**WHAT NEEDS TO BE DONE**
Can you retype everything from the start of the rows through the line containing "A sample of", leaving the pictures out of your copy?

[Segmentation labeling rows]
_ _ _

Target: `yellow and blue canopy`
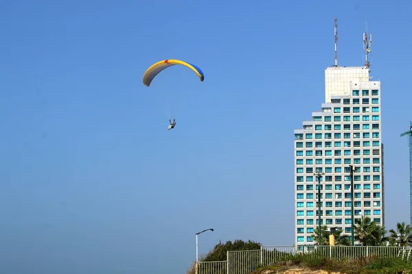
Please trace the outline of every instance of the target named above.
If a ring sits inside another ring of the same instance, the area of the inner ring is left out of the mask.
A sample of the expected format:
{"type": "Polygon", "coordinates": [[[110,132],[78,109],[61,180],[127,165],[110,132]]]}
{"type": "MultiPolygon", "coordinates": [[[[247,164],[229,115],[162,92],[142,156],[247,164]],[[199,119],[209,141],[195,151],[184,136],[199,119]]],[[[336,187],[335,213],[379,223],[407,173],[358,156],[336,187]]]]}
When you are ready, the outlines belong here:
{"type": "Polygon", "coordinates": [[[168,59],[158,62],[150,66],[150,67],[148,68],[148,70],[143,75],[143,84],[146,86],[150,86],[150,83],[152,83],[153,79],[161,71],[168,68],[169,66],[174,66],[176,64],[181,64],[182,66],[185,66],[190,68],[198,75],[201,82],[203,82],[203,80],[205,79],[205,75],[203,75],[203,72],[198,66],[192,64],[187,63],[185,61],[174,59],[168,59]]]}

_ _ _

**EXERCISE SOLUTION**
Target: `yellow and blue canopy`
Please trace the outline of every instance of the target named above.
If a ring sits inside another ring of the same instance, the area of the inner ring is left out of the mask.
A sample of the expected format:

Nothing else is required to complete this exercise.